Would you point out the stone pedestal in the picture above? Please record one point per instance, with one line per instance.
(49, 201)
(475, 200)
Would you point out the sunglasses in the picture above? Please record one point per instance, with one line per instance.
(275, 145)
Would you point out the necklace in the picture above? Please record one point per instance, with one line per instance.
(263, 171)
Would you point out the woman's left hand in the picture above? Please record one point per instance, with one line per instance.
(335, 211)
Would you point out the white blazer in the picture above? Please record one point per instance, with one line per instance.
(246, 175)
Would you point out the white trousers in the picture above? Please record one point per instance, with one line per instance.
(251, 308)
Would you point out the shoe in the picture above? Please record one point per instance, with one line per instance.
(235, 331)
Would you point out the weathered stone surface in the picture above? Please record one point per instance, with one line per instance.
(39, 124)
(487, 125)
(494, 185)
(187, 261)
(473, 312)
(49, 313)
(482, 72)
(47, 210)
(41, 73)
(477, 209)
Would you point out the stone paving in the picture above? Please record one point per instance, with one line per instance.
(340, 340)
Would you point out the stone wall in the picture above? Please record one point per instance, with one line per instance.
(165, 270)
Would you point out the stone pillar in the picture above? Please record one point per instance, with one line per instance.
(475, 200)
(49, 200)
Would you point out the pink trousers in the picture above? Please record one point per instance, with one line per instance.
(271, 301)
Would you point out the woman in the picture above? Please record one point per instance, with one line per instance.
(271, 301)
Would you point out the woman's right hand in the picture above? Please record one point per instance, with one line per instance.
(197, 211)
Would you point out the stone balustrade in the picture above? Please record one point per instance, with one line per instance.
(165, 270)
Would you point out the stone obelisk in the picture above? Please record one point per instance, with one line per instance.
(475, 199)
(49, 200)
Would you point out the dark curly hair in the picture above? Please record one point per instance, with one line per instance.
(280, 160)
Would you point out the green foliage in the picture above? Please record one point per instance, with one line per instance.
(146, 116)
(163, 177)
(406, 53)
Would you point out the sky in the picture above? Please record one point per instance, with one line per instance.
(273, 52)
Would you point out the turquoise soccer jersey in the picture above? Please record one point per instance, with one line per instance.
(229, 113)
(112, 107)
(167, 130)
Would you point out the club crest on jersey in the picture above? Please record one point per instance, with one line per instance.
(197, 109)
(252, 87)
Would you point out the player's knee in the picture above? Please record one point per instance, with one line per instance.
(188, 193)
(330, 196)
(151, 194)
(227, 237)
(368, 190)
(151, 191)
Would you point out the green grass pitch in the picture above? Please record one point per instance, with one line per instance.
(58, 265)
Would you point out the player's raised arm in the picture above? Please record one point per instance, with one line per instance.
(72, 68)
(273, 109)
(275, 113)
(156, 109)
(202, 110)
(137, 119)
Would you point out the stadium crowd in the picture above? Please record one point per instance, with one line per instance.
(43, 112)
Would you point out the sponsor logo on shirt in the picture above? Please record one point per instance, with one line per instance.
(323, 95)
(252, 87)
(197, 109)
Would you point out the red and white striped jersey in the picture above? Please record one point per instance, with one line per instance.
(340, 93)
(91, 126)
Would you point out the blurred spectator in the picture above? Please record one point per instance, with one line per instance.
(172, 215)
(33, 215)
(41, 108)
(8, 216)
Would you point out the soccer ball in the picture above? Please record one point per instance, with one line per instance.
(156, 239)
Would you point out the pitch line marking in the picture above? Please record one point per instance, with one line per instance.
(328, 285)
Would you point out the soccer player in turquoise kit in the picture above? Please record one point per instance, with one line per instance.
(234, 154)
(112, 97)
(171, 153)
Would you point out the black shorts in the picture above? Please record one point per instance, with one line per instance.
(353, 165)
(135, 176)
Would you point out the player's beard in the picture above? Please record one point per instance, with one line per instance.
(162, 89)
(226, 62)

----

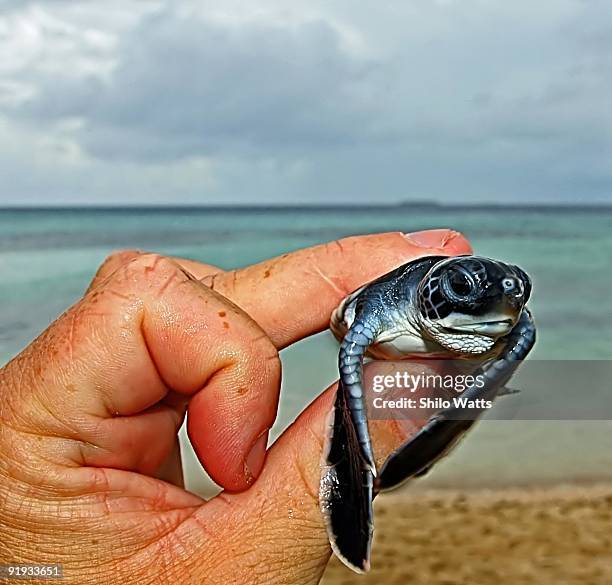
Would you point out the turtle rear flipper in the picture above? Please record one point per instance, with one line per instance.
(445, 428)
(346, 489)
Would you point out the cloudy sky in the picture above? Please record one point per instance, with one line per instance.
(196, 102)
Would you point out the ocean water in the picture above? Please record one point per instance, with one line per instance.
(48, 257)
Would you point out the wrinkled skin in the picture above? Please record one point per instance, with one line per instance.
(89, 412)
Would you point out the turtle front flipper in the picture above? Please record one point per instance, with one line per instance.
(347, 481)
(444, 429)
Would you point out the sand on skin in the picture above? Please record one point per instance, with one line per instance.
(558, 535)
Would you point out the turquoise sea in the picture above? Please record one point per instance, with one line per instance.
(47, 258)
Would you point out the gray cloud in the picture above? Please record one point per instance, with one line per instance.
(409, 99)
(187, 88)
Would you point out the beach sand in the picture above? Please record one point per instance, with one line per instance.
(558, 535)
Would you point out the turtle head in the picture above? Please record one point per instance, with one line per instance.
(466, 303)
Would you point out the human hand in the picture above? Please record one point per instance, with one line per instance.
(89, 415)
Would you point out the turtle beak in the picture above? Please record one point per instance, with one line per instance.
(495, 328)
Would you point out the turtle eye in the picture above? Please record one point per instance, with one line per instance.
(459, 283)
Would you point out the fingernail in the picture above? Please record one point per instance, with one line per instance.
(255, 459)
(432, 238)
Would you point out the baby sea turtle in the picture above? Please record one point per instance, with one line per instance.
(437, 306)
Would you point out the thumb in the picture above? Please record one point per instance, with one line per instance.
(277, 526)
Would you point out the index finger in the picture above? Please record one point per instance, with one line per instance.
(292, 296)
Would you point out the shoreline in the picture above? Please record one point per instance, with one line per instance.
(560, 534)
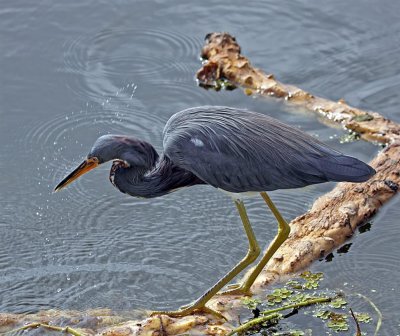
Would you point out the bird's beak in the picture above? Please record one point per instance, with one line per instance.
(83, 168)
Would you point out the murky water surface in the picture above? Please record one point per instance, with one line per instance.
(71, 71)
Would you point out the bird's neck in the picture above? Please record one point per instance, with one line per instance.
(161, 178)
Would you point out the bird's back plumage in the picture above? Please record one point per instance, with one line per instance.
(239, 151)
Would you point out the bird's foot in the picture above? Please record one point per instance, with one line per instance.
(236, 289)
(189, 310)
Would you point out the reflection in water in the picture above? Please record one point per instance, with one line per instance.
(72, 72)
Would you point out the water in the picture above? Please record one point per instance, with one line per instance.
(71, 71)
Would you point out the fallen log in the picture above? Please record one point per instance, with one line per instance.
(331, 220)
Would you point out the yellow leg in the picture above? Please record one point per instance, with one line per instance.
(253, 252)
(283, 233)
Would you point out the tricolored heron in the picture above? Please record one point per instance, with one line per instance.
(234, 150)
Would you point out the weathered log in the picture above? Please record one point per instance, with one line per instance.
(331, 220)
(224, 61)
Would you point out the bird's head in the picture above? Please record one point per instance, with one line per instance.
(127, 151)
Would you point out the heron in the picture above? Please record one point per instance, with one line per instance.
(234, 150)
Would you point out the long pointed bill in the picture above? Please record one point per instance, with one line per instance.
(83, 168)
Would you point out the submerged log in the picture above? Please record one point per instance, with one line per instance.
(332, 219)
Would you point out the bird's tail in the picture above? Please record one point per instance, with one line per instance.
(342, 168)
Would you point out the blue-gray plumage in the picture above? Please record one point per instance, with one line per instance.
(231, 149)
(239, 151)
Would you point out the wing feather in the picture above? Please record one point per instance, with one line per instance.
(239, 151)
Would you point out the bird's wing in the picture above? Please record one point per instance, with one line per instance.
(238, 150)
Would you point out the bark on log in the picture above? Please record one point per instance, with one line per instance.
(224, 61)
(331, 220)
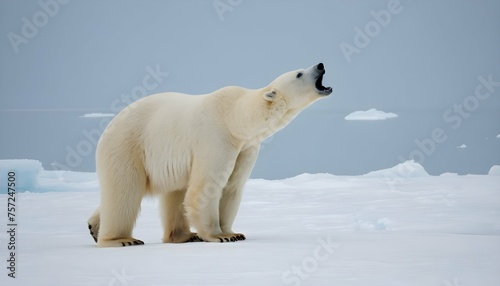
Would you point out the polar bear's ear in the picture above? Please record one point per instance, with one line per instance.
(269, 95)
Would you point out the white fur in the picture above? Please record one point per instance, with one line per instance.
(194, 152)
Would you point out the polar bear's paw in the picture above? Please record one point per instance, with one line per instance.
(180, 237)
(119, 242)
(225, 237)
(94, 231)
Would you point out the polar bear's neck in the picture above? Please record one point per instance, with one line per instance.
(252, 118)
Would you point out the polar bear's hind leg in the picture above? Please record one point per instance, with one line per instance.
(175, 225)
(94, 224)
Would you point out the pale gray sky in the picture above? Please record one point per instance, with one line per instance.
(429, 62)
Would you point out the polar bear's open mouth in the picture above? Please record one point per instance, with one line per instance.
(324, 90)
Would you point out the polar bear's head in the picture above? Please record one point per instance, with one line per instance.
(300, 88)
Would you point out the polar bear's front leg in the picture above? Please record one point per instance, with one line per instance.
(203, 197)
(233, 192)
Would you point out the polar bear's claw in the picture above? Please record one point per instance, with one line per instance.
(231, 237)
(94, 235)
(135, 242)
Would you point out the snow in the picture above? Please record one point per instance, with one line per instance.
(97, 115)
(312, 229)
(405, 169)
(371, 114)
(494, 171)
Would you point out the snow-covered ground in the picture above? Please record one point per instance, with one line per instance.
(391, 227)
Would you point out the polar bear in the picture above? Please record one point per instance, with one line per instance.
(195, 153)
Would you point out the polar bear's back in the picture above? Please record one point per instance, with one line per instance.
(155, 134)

----

WHAT YOU HAVE TO DO: Pick out every line in the data above that contains the word "pitch", and copy each such line without alteration.

RESPONSE TO THIS TASK:
Would you point out the green grass pitch in the picture above? Please record one point per instance, with one line per instance.
Would you point out the pitch line marking in the picture above? Please record one point per instance, with one line per instance.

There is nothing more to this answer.